▶ _Task description_: Locate the line that contains "Exercise. Point to every instance of the metal mesh", then copy it and all later lines of the data below exactly, through the last one.

▶ _Working data_:
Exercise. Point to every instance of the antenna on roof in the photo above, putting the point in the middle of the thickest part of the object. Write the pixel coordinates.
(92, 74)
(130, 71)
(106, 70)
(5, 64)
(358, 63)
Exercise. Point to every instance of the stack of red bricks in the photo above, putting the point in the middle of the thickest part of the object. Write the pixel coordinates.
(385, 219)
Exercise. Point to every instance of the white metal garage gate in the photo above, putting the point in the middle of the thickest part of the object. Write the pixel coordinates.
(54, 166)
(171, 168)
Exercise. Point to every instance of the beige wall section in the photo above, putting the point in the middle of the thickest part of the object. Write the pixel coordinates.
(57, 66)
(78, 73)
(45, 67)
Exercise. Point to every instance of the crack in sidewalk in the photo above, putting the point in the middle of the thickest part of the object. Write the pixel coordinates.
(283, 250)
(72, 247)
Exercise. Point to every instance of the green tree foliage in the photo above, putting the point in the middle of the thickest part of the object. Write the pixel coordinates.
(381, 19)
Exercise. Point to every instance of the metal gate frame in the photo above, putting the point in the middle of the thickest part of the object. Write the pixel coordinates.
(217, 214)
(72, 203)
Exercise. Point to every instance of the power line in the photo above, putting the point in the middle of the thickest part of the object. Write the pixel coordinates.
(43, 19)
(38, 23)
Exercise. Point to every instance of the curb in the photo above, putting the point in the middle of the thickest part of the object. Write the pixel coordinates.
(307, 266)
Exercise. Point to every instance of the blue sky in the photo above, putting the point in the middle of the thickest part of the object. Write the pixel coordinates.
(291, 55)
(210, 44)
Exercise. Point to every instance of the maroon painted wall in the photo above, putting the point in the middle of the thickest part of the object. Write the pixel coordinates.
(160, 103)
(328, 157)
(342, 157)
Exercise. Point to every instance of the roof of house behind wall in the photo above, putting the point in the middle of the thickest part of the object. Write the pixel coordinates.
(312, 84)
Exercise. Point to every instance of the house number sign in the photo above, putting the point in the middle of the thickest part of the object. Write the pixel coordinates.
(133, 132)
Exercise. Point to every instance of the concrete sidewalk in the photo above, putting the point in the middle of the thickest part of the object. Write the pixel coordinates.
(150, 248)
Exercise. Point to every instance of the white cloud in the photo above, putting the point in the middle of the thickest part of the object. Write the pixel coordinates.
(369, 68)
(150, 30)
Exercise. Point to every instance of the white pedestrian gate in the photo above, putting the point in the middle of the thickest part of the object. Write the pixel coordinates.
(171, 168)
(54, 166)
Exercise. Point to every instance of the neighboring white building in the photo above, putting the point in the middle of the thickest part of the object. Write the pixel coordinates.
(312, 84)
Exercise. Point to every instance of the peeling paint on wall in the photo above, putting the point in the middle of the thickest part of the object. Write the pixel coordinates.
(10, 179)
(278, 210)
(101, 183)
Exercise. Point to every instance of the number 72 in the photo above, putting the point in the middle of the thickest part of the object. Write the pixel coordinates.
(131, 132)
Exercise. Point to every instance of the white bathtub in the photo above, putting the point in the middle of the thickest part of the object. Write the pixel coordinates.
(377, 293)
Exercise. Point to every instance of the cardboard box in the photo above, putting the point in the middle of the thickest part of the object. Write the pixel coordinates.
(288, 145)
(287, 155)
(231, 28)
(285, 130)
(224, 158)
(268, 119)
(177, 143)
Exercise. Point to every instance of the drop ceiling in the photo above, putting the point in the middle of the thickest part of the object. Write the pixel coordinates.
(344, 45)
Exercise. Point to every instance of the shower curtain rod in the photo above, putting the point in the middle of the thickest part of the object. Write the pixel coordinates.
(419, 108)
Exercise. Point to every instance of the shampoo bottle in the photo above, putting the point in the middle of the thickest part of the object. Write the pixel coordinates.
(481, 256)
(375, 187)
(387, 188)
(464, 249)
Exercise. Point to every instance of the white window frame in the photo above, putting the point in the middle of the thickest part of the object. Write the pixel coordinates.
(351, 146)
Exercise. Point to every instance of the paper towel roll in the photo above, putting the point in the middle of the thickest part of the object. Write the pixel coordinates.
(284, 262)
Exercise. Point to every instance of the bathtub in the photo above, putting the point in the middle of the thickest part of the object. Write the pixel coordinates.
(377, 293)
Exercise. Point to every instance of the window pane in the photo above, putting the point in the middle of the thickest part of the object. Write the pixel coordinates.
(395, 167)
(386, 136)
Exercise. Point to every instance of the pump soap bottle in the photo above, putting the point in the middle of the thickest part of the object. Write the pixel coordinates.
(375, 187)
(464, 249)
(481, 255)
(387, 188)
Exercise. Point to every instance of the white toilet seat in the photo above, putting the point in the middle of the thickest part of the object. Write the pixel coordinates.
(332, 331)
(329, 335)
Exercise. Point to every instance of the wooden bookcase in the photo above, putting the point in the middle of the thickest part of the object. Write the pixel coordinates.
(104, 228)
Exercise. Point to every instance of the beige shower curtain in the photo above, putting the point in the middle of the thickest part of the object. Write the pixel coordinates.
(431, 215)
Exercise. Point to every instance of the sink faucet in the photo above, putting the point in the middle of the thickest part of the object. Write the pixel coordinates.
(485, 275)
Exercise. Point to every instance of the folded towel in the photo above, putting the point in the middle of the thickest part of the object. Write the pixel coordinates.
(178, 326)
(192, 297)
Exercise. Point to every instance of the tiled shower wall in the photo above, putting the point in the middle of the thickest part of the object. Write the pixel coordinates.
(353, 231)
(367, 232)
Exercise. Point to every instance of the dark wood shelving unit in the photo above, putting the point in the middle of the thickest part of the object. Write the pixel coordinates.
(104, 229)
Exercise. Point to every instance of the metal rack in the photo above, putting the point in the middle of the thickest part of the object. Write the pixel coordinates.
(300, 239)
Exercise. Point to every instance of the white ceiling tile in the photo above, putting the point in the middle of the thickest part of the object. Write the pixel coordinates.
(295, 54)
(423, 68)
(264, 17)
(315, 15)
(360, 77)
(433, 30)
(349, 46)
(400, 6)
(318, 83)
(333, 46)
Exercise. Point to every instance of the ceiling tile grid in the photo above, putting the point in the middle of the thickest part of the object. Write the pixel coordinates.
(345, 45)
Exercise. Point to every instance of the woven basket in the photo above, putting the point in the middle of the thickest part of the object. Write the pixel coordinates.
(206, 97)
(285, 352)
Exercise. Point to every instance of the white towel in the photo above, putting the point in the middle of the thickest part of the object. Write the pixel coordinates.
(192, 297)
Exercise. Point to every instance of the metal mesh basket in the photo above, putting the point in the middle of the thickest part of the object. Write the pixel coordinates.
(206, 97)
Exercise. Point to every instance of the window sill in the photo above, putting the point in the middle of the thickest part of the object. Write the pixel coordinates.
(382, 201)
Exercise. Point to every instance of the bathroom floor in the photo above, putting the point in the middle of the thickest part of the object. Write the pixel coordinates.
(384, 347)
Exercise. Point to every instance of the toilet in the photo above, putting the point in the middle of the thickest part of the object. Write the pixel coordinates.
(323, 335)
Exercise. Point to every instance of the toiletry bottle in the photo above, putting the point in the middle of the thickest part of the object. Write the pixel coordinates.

▶ _Solution_:
Exercise. Point to every instance of the metal mesh basket in the photo above, putting the point in the middle of the thickest part of the object. Write the pixel coordinates.
(206, 97)
Exercise. Point to every instance of the window sill in the photo above, putting the point in the middle of the thickest part of the object. Write the pixel coordinates.
(382, 201)
Exercise. Point to every instance of the bathroom floor in the photo above, putting the point in the middle of the thickest part of the object. Write the pixel coordinates.
(384, 347)
Exercise. Point to every instance of the toilet in the photo above, putting the point in the middle of the thickest part of the object. Write the pixel coordinates.
(323, 335)
Exercise. Point to every instance of the toiletry bottle in the photo above, putting the point in the middle of the thickest part of the object. Write the pixel coordinates.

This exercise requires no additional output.